-------- Supplied records --------

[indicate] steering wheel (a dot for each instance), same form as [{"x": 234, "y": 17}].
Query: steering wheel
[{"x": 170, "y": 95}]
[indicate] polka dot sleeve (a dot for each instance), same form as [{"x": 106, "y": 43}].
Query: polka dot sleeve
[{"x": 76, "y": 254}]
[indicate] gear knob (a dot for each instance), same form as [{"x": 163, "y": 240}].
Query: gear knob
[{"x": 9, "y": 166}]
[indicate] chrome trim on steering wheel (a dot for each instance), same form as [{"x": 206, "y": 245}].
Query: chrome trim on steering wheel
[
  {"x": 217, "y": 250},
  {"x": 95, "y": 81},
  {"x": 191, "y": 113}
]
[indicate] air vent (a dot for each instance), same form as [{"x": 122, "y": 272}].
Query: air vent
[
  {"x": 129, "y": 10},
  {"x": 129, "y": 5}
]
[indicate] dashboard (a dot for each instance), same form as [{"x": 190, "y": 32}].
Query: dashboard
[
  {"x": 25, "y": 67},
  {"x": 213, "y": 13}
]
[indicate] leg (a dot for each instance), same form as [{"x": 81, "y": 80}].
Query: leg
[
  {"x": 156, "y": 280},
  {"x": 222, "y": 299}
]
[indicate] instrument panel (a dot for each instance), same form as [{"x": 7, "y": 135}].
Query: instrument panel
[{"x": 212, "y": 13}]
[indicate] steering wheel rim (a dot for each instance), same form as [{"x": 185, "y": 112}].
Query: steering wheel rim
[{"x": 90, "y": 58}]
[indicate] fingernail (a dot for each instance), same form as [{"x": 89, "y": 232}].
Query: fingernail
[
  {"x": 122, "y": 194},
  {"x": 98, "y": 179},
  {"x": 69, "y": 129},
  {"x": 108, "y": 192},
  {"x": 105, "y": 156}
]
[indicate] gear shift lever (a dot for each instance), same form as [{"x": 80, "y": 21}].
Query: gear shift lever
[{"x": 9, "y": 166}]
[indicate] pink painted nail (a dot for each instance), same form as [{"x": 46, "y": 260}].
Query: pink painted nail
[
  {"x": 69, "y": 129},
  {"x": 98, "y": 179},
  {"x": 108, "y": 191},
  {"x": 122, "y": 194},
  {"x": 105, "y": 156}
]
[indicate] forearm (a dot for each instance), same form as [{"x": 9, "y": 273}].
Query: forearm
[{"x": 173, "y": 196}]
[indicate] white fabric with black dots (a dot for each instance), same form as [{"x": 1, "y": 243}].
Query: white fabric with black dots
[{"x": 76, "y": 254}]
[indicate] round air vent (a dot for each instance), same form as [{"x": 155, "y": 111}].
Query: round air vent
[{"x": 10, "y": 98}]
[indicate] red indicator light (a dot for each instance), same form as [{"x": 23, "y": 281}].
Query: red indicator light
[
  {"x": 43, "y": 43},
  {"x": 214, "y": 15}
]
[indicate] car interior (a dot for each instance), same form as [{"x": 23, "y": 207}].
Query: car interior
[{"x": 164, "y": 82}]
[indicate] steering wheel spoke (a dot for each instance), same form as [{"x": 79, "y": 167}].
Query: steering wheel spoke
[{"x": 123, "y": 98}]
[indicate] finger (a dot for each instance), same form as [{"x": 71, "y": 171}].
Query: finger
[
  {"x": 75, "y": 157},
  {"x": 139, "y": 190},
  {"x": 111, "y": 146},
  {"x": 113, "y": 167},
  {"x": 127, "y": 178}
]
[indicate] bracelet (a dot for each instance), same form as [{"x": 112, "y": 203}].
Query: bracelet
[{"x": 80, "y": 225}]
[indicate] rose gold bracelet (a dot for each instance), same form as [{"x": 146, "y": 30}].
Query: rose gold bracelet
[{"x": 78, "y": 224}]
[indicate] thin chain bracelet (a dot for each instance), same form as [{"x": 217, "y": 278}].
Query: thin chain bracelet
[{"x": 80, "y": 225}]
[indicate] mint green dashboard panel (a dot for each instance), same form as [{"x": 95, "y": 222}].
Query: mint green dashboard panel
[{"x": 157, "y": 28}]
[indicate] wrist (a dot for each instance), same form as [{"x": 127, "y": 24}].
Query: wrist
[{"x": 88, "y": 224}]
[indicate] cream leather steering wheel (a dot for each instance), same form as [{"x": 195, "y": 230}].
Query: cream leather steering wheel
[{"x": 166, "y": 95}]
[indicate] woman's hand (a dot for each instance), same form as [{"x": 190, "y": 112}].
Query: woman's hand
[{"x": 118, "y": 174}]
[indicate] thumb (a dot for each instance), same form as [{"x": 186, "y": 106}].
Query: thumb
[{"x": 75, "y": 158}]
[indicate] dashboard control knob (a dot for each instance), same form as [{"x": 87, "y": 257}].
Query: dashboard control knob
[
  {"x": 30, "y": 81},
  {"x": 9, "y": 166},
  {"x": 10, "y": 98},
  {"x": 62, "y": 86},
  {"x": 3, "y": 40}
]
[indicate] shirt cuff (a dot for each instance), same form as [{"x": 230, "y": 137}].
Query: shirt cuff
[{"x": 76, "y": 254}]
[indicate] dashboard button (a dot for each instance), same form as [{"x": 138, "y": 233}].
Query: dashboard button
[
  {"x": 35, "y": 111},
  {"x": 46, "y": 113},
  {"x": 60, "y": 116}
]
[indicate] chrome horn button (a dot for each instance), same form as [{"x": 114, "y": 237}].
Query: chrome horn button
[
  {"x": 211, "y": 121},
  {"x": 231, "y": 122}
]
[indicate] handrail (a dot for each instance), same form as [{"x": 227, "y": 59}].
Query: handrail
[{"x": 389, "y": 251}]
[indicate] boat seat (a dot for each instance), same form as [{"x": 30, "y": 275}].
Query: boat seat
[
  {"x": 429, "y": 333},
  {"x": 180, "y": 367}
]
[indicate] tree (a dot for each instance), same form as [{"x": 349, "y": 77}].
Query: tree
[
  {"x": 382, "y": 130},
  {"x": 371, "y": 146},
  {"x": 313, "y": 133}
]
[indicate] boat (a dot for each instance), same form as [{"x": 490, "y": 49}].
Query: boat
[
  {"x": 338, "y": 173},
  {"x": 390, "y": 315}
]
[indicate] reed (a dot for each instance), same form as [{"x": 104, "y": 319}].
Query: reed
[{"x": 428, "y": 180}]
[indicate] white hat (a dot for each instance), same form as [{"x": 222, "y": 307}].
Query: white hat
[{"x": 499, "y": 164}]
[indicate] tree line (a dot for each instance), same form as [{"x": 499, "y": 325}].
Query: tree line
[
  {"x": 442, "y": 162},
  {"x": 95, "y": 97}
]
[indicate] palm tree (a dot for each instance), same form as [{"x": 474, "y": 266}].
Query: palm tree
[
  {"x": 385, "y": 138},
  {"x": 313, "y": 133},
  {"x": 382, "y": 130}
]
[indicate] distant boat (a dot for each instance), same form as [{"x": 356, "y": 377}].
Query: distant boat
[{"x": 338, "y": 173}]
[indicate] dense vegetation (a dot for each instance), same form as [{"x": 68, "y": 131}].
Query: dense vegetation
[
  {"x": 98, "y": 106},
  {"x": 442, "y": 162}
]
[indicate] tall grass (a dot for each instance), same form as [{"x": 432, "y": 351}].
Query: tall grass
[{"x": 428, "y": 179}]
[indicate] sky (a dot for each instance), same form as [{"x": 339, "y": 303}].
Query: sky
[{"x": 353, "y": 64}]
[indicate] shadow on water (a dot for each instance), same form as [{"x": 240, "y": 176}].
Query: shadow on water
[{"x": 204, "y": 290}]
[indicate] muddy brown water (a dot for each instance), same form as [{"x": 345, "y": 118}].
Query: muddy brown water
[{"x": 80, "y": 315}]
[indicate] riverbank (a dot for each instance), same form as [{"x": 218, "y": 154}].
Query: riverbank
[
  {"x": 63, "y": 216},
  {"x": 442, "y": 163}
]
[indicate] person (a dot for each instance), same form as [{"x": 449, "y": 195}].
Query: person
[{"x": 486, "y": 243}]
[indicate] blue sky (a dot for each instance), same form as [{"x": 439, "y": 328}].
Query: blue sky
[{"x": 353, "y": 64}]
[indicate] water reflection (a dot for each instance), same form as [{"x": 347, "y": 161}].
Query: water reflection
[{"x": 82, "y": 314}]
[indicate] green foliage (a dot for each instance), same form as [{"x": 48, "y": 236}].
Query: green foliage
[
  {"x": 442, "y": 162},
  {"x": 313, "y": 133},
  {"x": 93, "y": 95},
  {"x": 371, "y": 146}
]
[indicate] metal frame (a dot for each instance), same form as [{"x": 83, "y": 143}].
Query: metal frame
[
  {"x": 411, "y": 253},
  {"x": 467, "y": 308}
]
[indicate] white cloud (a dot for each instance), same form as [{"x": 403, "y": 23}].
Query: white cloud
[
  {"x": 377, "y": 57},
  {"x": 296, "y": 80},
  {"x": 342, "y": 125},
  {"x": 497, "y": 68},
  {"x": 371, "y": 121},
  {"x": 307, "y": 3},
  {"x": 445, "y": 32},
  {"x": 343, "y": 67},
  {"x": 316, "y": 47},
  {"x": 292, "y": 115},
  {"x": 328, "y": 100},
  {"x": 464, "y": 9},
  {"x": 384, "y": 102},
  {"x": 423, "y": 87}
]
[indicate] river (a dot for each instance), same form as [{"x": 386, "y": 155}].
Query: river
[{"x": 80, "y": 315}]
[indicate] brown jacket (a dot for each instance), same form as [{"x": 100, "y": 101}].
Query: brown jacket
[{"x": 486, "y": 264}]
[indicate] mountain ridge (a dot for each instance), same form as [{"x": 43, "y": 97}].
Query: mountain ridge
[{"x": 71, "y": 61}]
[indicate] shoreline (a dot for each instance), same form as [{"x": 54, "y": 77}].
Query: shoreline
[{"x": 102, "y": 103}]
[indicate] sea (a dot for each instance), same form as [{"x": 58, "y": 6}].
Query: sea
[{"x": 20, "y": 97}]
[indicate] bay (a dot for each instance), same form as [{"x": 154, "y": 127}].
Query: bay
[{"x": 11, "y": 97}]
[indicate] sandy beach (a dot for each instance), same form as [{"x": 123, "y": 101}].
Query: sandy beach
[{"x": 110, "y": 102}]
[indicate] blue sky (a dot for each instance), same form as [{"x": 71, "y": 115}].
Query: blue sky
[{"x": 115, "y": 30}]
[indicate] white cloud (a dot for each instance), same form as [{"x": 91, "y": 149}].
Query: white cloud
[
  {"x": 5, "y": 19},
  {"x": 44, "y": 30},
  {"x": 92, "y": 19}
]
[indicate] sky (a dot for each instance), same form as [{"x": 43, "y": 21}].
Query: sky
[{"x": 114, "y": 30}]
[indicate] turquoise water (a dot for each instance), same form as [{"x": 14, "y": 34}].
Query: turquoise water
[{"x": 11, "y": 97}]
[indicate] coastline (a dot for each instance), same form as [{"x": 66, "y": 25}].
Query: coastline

--------

→ **Task prompt**
Only the lines from the one containing "[indicate] mountain ridge" to the end of the data should be printed, exactly as they stand.

→ **Task response**
[indicate] mountain ridge (a dot for each instance), same form as [{"x": 43, "y": 97}].
Query: mountain ridge
[{"x": 71, "y": 61}]
[indicate] shoreline (a dot for each instance), same form as [{"x": 54, "y": 77}].
Query: shoreline
[{"x": 102, "y": 103}]
[indicate] sea (a dot for each instance), same form as [{"x": 58, "y": 6}].
Query: sea
[{"x": 20, "y": 97}]
[indicate] bay (a dot for each instance), same form as [{"x": 154, "y": 127}].
Query: bay
[{"x": 11, "y": 97}]
[indicate] sandy beach (a dot for each instance), same form as [{"x": 123, "y": 101}].
Query: sandy beach
[{"x": 110, "y": 102}]
[indicate] blue sky (a dot for each instance), same form as [{"x": 71, "y": 115}].
Query: blue sky
[{"x": 115, "y": 30}]
[indicate] white cloud (a dot for each instance), same form as [{"x": 91, "y": 149}].
Query: white cloud
[
  {"x": 5, "y": 19},
  {"x": 44, "y": 30},
  {"x": 92, "y": 19}
]
[indicate] sky (a dot for each instance), same form as [{"x": 43, "y": 21}].
Query: sky
[{"x": 114, "y": 30}]
[indicate] turquoise water (a dot for each instance), same form as [{"x": 14, "y": 34}].
Query: turquoise water
[{"x": 11, "y": 97}]
[indicate] coastline (a dot for each instance), same form as [{"x": 66, "y": 25}].
Query: coastline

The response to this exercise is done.